***** 文書の抜粋 *****
まちづくり関連企業特集

 まちづくり関連業界の現在の状況や、注目を集める分野について、今後の業界の動向も踏まえて知っておきましょう。

【第5回】IT時代の不動産業

インターネットの活用が不可欠な時代に

インターネットの活用

「不動産業」というと、古い業界というイメージを持つ人もいるかもしれない。だが今は違う。不動産業界にもIT化の波が…いや、むしろ不動産業だからこそITの活用が必須の時代になったといえる。

 そもそも「仲介」とは、不動産を売りたい人と買いたい人を「つなぐ」仕事である。ここでインターネットが活用されないわけがない。今や不動産も、現地に行く前にネットであれこれ見て検討するのが当たり前になった。インターネット上の不動産情報サイトにアクセスし、希望の条件を入れて検索して探す時代である。
***** 提供データ *****
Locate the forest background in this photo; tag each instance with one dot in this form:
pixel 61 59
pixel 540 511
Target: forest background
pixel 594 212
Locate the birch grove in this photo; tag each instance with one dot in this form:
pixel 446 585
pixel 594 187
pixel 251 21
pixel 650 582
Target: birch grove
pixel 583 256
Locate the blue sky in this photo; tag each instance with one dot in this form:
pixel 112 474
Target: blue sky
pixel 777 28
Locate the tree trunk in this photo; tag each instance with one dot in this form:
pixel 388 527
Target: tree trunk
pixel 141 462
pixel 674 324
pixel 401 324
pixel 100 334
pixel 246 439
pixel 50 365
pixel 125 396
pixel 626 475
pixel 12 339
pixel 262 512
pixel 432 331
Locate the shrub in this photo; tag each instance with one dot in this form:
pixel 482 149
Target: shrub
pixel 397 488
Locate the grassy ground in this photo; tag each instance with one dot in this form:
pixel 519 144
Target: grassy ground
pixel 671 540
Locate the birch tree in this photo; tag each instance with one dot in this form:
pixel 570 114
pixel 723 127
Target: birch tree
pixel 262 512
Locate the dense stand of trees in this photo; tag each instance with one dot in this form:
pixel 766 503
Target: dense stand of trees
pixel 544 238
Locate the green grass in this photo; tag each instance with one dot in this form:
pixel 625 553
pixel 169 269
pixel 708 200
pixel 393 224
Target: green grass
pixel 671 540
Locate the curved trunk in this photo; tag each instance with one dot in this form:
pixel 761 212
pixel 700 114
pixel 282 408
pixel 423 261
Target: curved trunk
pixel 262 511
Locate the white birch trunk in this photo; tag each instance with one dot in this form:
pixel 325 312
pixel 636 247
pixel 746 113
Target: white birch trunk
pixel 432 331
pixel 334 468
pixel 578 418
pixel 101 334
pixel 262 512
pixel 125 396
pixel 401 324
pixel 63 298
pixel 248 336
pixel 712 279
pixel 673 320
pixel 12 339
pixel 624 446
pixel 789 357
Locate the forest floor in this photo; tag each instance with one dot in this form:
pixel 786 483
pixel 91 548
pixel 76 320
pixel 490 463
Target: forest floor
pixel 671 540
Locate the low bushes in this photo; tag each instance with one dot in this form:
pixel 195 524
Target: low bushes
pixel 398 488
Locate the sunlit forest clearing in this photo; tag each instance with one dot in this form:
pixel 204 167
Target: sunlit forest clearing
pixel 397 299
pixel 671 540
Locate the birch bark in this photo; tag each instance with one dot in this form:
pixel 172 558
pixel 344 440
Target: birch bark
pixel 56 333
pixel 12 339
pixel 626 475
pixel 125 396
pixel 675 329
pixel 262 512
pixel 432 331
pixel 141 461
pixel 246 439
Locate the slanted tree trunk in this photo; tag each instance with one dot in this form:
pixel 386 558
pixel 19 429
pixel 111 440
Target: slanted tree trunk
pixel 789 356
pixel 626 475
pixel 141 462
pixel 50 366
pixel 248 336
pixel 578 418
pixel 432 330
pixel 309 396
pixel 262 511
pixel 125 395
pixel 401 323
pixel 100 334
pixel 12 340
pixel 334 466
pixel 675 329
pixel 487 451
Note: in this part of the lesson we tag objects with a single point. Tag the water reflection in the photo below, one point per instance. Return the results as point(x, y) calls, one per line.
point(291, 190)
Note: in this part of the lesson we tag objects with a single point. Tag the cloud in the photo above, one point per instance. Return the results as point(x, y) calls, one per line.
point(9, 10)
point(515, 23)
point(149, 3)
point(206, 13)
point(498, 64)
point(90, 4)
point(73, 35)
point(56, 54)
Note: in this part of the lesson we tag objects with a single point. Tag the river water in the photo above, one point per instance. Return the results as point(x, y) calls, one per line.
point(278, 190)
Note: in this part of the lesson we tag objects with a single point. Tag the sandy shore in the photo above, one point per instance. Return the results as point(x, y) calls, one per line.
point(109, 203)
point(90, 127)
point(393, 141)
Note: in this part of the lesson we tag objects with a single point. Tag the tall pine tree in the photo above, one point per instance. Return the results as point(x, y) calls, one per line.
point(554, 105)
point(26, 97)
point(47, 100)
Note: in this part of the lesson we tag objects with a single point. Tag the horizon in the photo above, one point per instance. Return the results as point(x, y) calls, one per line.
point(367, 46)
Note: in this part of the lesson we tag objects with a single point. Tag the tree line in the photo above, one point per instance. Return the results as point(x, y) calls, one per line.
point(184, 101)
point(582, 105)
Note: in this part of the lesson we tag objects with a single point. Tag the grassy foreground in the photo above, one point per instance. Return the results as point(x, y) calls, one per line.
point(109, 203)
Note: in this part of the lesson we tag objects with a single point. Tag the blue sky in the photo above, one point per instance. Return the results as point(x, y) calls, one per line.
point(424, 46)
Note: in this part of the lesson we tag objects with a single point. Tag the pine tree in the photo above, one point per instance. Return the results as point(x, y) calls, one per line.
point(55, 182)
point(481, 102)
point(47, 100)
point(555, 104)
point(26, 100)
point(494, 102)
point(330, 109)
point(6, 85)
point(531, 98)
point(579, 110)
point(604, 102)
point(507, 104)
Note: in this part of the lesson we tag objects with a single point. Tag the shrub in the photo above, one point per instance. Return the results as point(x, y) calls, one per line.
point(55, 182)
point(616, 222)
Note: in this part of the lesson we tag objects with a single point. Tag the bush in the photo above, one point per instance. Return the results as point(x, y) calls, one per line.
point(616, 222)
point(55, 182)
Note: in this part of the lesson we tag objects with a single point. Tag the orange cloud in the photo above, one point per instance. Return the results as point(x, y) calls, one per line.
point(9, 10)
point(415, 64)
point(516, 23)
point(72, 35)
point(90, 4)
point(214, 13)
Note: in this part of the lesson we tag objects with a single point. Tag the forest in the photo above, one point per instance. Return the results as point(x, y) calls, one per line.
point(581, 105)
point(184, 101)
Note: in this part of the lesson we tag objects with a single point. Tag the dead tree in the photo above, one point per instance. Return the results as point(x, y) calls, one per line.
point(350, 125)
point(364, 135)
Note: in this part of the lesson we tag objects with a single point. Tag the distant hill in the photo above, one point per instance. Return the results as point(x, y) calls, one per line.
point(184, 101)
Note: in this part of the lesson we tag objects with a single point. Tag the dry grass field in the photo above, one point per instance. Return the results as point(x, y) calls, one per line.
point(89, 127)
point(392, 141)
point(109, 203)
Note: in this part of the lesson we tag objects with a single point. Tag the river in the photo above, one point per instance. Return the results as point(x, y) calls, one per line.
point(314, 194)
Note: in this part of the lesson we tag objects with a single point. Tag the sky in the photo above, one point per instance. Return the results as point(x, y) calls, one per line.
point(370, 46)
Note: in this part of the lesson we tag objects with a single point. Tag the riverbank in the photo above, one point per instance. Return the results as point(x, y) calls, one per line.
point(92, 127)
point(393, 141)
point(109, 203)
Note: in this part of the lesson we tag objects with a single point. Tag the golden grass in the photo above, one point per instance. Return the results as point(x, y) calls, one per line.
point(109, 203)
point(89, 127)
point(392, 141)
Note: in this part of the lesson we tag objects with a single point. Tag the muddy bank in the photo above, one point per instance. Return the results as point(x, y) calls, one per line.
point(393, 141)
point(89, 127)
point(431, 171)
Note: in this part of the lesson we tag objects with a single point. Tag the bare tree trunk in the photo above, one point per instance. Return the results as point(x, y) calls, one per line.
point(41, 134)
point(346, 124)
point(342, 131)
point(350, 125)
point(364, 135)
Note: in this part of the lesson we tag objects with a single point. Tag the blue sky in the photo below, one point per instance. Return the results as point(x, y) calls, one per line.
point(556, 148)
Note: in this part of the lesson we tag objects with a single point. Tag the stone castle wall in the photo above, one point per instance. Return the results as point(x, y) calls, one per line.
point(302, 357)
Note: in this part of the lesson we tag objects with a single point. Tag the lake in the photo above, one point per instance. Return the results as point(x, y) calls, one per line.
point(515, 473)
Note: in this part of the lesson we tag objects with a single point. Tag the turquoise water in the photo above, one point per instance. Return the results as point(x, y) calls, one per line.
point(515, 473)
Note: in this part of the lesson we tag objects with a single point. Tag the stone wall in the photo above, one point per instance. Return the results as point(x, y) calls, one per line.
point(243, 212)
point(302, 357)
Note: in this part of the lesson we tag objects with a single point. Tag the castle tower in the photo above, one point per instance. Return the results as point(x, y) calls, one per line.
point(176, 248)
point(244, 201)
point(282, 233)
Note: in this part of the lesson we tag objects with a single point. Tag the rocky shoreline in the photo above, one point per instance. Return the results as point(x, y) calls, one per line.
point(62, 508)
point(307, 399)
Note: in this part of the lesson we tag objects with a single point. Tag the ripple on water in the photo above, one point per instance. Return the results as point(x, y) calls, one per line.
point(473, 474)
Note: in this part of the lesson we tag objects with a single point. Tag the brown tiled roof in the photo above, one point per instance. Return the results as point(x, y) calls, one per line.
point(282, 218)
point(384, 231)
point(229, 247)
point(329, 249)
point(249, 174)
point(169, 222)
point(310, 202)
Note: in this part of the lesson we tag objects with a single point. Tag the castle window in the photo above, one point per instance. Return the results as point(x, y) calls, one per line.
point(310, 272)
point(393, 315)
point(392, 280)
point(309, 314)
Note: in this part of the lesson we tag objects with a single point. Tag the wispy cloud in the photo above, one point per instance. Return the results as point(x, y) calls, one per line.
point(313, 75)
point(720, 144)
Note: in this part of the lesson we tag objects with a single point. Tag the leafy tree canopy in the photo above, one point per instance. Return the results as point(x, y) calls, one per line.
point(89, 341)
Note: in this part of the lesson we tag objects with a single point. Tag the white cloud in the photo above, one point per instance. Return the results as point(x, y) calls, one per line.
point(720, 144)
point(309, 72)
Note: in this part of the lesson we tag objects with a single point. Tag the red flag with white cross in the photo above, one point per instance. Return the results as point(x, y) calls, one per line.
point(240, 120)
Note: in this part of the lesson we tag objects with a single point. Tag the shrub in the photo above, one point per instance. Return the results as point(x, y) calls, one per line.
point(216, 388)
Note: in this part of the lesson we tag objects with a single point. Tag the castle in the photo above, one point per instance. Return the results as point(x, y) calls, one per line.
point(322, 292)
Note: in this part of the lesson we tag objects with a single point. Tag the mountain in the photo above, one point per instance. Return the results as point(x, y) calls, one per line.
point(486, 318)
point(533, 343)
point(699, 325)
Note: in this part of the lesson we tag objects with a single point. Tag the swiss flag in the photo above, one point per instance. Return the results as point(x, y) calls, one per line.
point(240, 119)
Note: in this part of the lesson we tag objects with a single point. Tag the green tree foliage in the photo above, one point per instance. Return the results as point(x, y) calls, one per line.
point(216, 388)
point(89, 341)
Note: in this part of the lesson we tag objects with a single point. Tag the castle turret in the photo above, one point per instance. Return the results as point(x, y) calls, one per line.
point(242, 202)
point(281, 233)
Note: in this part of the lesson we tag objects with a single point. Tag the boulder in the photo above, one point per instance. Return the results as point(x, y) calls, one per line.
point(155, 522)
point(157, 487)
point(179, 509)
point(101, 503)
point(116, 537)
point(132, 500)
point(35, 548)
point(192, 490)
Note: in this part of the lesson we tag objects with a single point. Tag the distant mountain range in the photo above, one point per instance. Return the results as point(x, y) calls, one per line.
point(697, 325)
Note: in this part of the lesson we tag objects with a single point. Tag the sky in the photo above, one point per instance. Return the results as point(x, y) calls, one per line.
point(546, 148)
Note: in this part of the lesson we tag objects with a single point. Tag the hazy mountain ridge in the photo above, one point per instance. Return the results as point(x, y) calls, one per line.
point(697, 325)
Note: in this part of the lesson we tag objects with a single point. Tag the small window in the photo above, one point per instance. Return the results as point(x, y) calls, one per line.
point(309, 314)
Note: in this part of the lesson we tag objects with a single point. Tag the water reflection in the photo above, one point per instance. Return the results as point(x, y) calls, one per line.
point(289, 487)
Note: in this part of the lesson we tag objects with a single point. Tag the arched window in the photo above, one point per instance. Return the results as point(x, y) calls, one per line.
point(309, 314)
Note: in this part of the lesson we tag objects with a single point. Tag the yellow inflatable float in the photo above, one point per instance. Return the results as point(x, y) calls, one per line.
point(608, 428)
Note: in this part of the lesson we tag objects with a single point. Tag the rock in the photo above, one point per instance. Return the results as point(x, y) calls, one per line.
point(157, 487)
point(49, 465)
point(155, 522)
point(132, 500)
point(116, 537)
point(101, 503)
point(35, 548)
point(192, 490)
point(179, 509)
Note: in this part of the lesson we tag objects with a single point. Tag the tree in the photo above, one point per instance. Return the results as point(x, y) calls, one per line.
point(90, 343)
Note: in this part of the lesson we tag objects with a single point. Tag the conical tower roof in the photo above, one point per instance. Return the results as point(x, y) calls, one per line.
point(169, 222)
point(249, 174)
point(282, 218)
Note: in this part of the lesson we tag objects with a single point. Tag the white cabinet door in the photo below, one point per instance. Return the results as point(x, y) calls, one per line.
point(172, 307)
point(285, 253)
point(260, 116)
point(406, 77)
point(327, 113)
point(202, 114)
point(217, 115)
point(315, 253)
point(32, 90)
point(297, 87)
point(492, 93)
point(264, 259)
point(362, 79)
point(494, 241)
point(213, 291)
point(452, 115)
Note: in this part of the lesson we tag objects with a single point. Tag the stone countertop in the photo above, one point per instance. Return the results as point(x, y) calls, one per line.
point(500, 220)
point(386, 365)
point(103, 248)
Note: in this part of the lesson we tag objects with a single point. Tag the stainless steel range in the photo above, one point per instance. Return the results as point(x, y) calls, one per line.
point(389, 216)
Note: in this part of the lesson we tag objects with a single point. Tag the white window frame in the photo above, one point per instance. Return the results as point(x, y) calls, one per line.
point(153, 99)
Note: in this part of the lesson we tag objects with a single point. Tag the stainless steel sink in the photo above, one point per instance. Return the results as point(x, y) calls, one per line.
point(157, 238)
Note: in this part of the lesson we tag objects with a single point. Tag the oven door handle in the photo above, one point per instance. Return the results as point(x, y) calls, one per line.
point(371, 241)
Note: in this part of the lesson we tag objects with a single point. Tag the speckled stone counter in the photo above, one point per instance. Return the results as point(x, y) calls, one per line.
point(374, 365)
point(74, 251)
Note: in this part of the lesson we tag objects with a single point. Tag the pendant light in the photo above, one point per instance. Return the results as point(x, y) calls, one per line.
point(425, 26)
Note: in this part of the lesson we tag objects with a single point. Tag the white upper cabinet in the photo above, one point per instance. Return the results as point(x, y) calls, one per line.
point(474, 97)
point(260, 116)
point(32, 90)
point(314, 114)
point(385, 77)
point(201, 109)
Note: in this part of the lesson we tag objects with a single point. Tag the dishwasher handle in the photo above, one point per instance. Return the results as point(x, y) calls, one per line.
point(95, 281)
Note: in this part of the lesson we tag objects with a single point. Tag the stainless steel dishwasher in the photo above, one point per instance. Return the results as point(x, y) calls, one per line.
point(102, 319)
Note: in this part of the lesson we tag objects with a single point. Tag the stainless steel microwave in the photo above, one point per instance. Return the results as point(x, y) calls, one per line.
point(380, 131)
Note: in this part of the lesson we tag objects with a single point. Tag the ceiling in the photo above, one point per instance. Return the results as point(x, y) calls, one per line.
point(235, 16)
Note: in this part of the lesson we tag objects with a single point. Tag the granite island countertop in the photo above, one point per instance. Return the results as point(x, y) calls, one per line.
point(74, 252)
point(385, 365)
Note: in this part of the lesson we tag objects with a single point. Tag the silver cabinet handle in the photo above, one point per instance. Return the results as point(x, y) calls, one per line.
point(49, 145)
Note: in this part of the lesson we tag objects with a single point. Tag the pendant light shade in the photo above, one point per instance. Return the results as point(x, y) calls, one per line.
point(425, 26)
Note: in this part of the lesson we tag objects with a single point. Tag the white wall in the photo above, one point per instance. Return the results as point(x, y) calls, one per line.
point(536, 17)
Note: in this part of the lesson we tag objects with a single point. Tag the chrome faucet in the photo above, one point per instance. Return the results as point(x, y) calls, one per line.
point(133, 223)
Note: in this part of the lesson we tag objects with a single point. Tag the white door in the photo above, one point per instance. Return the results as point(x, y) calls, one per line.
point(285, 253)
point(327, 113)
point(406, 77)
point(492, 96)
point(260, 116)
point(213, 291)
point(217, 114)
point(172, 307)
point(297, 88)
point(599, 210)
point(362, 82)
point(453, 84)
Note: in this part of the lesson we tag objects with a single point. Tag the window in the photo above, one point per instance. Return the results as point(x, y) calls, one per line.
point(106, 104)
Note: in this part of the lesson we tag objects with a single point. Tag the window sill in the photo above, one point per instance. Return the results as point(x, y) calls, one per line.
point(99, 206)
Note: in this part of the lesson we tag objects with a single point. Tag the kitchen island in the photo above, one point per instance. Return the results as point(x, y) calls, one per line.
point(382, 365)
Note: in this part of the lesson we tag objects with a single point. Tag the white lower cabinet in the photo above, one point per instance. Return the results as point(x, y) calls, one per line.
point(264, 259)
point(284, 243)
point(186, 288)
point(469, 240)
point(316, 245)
*****
指示内容 1:
不動産業についての文章をもとに、次の問いに答えてください。
(a) この記事は特集の第何回か。
(b) 「仲介」とはどのような仕事だと説明されているか。
(c) 今、不動産を探す人が現地に行く前にするのが当たり前になったこととして、何が挙げられているか。
指示内容 2:
不動産業についての文章の続きを、最後の文の後から書き継げ。

想定解答 1:
(a) 第5回
(b) 不動産を売りたい人と買いたい人を「つなぐ」仕事
(c) ネットであれこれ見て検討すること

想定解答 2:
 しかも、他のどんな商品よりも時間をかけて、何カ月もの間じっくり情報収集する人が多い。なにしろ「一生に一度の買い物」なのだから、当然だ。「ネット上でいかに情報提供するか」は今や不動産業者にとっては生命線ともいえる課題だ。間取りは? 外観は? 周辺の環境は? そして何よりこの価格は「お値打ち」なのか? 購入を検討する人が知りたいことは山ほどある。その間、不動産業者のホームページは何十回、何百回とアクセスされ、見比べられることになる。

 また、新築の分譲マンションでは、手間とお金をかけてハイクオリティーな宣伝用ホームページを作成することも珍しくない。動画を用意するなど、見せ方のテクニックも多様化している。今では、モデルルームと同様に重要なPRの手段である。

 不動産の場合、さすがに「クリック一発で購入」というネットショッピングはないが、取引前の「重要事項説明」をWeb会議システムなどを利用して行う「IT重説」も2021年4月からは売買・賃貸ともに可能になり、コロナ禍で外出を控えたいというニーズにも対応している。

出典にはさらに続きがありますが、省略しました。